▶ **Try it**: Please copy each line of the data that includes the string "suit".

(Free-text object descriptions)
▶

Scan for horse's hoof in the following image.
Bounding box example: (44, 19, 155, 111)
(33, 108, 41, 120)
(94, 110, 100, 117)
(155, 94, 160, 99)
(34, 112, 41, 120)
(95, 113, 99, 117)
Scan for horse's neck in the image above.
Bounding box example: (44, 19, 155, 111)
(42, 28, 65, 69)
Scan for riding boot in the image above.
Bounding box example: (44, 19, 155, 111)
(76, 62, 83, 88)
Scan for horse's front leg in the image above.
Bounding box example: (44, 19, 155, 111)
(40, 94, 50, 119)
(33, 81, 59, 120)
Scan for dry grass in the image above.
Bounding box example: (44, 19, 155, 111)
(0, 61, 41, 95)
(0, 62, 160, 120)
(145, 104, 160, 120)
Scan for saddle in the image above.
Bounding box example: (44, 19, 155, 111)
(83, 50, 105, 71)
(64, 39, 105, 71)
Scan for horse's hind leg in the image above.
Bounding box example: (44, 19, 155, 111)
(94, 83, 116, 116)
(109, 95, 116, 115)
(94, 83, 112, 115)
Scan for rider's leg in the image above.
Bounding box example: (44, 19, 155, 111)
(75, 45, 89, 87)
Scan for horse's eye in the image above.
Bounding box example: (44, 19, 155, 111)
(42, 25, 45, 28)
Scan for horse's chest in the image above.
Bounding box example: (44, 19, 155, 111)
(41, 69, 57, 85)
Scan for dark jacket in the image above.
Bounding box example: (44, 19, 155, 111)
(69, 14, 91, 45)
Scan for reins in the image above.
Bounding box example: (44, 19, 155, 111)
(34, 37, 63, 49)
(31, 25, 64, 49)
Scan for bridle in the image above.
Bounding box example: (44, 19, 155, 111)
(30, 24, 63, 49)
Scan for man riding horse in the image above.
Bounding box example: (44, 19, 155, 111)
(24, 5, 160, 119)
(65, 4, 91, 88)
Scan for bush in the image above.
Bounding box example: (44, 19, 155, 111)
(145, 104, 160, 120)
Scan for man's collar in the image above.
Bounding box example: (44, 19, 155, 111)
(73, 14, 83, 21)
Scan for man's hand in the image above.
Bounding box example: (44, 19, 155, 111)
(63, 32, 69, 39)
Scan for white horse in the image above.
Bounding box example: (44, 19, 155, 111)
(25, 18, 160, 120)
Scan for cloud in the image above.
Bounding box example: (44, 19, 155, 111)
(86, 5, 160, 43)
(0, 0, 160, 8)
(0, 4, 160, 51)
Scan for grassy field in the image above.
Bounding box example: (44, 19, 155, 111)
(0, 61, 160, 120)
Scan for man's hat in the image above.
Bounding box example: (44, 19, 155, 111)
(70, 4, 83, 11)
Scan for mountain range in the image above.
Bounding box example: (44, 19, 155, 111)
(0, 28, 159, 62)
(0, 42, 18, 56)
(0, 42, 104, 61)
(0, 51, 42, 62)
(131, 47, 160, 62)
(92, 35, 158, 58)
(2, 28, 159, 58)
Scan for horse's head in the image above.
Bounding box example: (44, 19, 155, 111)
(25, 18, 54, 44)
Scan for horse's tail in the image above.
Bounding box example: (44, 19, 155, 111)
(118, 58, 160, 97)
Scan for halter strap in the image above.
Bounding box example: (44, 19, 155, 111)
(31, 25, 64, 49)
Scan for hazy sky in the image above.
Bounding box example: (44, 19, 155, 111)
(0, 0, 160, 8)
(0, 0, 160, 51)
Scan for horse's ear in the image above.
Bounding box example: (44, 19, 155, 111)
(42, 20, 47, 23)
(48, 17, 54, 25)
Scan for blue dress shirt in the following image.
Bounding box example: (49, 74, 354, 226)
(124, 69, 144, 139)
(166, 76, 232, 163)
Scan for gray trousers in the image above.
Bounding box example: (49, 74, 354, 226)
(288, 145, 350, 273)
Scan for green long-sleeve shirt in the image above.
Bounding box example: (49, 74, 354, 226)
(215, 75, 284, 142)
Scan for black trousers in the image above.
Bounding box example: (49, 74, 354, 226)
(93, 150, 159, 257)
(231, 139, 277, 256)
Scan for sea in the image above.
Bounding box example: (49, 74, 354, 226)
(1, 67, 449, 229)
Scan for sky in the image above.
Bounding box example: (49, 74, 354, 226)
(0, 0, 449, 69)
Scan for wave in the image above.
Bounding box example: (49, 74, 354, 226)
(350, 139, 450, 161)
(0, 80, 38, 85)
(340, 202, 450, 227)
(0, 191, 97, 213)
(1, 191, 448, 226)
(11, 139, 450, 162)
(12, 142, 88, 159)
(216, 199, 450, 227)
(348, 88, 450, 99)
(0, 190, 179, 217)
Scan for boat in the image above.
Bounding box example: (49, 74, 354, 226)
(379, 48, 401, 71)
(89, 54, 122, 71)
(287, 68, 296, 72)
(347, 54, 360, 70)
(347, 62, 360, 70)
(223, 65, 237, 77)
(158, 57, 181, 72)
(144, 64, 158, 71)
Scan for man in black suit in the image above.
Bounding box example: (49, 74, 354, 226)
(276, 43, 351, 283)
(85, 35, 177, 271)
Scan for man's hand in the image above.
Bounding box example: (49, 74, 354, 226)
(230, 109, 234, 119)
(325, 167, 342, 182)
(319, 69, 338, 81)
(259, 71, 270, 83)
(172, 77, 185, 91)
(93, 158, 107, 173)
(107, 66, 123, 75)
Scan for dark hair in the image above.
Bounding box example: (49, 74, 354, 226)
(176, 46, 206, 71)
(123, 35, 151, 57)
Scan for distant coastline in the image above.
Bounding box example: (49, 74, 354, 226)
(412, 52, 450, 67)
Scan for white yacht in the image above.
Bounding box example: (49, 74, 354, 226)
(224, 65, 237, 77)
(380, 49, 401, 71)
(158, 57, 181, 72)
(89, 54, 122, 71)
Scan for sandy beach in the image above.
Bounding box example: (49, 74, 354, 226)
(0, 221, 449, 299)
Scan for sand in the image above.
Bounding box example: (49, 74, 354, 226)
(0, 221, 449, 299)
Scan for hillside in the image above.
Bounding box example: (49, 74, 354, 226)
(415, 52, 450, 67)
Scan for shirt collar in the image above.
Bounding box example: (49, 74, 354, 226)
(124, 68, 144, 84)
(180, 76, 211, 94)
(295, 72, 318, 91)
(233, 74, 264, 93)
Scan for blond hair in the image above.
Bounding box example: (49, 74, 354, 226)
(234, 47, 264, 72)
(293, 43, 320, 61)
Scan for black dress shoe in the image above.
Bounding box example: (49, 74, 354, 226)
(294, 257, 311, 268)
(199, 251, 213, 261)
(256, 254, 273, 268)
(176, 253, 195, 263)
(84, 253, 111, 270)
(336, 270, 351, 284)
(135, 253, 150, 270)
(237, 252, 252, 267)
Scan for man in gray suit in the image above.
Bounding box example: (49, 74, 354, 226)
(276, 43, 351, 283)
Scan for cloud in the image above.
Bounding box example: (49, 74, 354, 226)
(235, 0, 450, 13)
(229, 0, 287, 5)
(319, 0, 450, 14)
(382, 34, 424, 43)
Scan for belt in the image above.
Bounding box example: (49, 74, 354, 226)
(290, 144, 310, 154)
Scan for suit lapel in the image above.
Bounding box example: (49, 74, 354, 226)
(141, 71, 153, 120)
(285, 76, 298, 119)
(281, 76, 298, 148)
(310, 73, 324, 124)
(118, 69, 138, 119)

◀
▶

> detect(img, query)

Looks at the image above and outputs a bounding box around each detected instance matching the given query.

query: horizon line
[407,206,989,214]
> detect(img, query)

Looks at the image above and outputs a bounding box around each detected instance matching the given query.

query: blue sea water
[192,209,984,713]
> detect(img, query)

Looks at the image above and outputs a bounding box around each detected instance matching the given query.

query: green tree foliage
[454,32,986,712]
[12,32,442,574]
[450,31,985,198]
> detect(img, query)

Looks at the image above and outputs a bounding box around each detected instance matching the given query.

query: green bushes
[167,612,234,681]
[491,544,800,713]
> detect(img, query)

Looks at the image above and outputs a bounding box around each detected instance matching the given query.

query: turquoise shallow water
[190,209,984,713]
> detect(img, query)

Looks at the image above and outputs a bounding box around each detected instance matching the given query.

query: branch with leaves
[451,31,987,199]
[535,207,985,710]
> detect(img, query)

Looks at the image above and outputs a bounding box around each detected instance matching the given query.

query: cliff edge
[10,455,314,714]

◀
▶

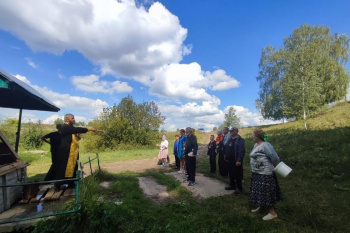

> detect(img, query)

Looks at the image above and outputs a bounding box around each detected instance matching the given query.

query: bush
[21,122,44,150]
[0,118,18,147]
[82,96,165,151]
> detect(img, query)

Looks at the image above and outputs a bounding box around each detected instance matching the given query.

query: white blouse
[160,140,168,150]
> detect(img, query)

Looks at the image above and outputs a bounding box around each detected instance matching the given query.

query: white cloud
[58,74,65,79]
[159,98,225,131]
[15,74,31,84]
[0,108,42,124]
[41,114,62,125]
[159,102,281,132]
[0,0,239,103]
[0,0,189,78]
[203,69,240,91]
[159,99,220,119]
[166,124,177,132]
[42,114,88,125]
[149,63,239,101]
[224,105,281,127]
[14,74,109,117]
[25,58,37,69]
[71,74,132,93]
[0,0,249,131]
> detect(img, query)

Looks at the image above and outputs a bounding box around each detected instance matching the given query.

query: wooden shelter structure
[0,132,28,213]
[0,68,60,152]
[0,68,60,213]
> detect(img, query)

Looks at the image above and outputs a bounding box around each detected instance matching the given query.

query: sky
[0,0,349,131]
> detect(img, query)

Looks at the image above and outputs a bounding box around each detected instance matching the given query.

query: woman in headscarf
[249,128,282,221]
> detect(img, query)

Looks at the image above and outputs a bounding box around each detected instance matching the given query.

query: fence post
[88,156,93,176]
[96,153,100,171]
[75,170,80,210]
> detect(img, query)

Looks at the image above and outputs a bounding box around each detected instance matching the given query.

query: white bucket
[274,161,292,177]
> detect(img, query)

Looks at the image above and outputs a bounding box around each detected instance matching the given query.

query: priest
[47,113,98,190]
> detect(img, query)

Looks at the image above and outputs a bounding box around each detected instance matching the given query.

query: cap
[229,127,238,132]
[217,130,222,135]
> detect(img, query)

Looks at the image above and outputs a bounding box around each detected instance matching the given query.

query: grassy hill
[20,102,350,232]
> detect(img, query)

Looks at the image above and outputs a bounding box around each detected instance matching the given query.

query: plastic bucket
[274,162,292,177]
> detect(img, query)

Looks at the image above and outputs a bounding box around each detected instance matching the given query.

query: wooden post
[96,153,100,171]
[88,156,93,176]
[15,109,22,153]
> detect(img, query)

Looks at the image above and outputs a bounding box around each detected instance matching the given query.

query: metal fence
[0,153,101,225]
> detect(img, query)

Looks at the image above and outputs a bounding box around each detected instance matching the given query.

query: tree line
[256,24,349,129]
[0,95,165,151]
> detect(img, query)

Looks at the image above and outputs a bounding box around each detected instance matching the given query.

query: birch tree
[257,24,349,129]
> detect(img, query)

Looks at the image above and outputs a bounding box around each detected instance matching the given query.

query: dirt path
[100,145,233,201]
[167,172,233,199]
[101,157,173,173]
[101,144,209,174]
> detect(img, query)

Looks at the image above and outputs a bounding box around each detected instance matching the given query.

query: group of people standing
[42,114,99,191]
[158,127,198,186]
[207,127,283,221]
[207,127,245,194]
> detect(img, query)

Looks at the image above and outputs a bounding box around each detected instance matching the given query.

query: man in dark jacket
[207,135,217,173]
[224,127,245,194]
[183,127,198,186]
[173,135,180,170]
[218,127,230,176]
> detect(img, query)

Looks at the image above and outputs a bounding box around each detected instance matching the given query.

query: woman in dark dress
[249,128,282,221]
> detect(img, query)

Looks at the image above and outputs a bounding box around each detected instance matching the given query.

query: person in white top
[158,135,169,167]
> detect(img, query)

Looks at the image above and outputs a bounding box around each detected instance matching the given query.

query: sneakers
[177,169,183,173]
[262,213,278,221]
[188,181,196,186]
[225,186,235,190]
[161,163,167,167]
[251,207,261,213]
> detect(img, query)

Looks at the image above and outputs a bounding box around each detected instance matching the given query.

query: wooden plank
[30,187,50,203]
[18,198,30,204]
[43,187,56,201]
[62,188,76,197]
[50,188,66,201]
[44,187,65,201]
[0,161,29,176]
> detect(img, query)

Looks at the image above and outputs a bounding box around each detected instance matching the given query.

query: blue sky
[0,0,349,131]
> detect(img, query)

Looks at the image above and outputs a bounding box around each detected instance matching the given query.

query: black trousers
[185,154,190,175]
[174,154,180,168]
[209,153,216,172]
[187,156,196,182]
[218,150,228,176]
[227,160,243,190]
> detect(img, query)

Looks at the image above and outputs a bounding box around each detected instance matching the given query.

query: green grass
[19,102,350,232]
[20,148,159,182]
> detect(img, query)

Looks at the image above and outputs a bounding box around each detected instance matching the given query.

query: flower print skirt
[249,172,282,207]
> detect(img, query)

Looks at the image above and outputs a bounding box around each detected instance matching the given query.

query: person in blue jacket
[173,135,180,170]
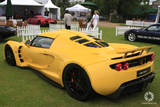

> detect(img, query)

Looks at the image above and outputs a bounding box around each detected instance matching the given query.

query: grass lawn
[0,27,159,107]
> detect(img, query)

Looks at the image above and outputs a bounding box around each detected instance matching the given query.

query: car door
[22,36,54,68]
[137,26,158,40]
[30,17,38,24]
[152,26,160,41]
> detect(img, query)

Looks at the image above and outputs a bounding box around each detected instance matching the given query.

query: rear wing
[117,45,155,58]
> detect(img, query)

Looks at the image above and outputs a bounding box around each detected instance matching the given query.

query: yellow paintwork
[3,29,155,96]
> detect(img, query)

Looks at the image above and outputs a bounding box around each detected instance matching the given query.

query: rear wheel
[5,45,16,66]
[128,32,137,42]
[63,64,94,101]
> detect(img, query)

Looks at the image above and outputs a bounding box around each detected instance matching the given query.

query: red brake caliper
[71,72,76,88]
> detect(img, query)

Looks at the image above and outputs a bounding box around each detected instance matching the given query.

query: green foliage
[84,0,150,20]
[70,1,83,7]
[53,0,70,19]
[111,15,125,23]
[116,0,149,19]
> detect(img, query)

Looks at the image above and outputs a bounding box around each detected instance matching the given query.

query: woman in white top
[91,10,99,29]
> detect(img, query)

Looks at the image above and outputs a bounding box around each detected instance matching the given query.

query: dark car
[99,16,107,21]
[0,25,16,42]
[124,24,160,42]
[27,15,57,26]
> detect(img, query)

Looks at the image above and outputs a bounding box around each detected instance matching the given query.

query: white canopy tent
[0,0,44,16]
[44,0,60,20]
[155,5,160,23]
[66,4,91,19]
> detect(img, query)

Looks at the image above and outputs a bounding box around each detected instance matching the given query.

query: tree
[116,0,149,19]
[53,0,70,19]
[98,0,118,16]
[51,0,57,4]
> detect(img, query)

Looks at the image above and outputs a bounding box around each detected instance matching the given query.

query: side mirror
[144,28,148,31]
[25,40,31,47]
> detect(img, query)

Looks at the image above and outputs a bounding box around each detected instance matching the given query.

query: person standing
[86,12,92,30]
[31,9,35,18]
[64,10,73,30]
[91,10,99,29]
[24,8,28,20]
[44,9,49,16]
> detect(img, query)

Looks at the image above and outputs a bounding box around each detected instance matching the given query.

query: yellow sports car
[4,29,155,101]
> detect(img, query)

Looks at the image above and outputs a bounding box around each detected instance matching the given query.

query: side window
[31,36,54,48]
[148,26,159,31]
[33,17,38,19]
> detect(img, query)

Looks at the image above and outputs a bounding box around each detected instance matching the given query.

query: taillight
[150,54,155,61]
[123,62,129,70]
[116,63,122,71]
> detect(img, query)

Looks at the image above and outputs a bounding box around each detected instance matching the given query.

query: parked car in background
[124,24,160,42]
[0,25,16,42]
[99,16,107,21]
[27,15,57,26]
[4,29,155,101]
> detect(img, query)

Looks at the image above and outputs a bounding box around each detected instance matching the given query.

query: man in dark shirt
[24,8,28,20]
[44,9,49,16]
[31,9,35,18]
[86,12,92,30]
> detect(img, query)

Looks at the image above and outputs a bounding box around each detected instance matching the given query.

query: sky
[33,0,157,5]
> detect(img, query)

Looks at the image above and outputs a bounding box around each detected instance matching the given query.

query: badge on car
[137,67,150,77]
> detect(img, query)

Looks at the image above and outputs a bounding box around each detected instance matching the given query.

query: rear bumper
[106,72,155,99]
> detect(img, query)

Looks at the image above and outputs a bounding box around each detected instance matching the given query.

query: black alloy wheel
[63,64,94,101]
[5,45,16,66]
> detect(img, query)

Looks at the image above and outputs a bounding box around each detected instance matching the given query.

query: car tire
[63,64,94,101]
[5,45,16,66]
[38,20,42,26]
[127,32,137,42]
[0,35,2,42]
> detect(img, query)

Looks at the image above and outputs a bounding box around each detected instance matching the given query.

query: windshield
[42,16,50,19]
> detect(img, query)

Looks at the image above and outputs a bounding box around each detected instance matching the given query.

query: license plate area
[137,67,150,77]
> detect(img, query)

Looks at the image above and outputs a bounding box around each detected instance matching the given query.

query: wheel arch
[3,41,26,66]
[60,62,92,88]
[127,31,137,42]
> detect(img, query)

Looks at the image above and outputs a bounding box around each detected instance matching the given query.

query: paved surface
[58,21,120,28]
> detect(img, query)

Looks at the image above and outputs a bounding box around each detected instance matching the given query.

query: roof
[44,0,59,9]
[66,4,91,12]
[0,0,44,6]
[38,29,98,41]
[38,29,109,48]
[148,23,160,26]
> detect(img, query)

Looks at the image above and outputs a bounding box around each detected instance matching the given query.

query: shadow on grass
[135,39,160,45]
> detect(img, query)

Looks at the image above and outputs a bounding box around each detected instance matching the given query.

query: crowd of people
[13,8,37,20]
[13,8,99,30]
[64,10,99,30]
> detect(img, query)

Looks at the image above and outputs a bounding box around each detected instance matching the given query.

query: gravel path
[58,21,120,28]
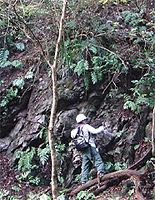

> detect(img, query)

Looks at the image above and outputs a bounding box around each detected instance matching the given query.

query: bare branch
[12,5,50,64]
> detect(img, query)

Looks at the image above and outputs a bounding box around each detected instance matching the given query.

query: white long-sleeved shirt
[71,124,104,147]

◀

▶ **Reply**:
Scan for man in black suit in the image above.
Scan for man in gray suit in the image above.
Scan for suit lapel in the image above.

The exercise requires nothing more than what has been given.